» Задание
Найдите в данных все строки со словом «point» и перепишите их. Регистр букв учитывается.

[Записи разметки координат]
* * * * * * *
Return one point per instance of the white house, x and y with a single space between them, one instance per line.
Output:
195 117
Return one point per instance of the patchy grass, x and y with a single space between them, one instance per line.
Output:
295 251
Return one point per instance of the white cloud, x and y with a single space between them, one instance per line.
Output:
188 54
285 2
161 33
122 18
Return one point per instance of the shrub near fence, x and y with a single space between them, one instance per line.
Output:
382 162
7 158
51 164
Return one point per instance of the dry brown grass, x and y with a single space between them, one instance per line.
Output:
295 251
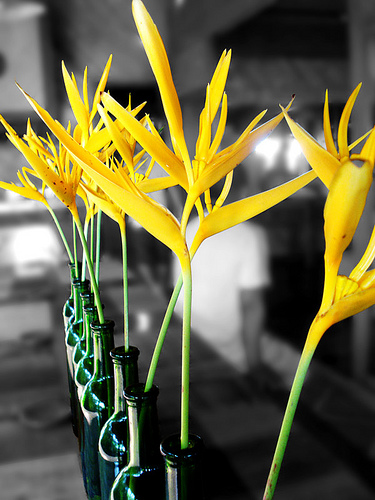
* * * * * * *
» Результат
Return one point per instance of the white house, x and y with a single space between them, one instance per line.
Return one point per instance of the patchy grass, x and y with a single space between them, one instance per line.
Return one point per instance of the white cloud, x and y with a single space between them, one instance per line.
Return one point per instance of the shrub near fence, x and y with a single space between them, one instance per line.
Return one point per instance of the dry brown grass, x and y with a single space between them, one instance per line.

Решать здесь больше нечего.